Cornflowers, bluer than the eyes of flaxen-haired maidens in some romantic poet's vision. The mist of blue across the gold of the ripening barley is stunning, poets aside.

The nearby field corner - it became known as the 'Acker-ecke' (sorry, just means 'field corner') - was a riot of colour and invertebrates. Clearly someone's forgoten to glyphosate this part of the world. Can't be having that.

Even such goodies as Consolida regalis in there!

There are also - just next door - some very extensive fishing ponds: the Boeker Fischteiche, which are well-known as a good birding spot (we saw one other couple birding, which is pretty high-intensity stuff). We thought we'd branch out a little, drag the children away from the lake for the next morning and see what the ponds had to offer. Two hides and a viewing screen attest to the birding interest in the site (I suspect in spring and autumn it is actually quite busy) and we were duly welcomed to the site by an Osprey fishing slap-bang in front of us, far too close to bother with things like binoculars to enhance the view. If you'd tried, you'd probably have had nightmares about the bird's feather-lice. A backdrop of Marsh Harriers and both kite species held Bina's attention and she duly got very excited about pointing out every soaring raptor that came over, soon learning to pick out the kites from the rest with their forked tails an easy clue. Just to cap it all, a young White-tailed Eagle drifted leisurely over us at treetop height, mobbed by a pair of Red Kites. 'Wow', said Bina, 'das ist gross'. Not wrong. [Na points out that I may be inadvertantly confusing English readers who lack basic German. To set the record straight, it means 'that's big'. Nothing yucky.]

Although the wind picked up strongly, there was calm enough water for us to be treated also to a couple of pairs of Red-necked Grebes feeding semi-stripy young. Perhaps the nicest thing of all, though, was walking along the boundary between a hayfield and woodland, feet drifting Heath Fritillaries with every step. Scattered amongst them were the more familiar fare of Meadow Browns, Ringlets and skippers, as well as ghostly-pale Blue Featherlegs sliding mysteriously between the leaves. Even the walk through the arable fields was worthwhile to a farmland-bird-starved Devonian: Corn Bunntings and Yellowhammers singing everywhere.

• DATA SEGMENT:
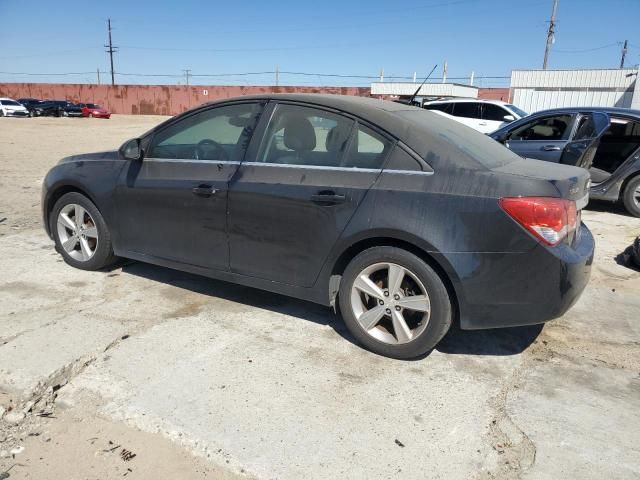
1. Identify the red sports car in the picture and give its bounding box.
[80,103,111,118]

• DO THIS: Write out the part of the passage on the fields and fishing ponds starting with "Cornflowers, bluer than" and going on through "be having that.", keeping every word unchanged. The material above comes from a separate source and has no connection to the passage on the fields and fishing ponds.

• ANSWER TO THE TASK:
Cornflowers, bluer than the eyes of flaxen-haired maidens in some romantic poet's vision. The mist of blue across the gold of the ripening barley is stunning, poets aside.

The nearby field corner - it became known as the 'Acker-ecke' (sorry, just means 'field corner') - was a riot of colour and invertebrates. Clearly someone's forgoten to glyphosate this part of the world. Can't be having that.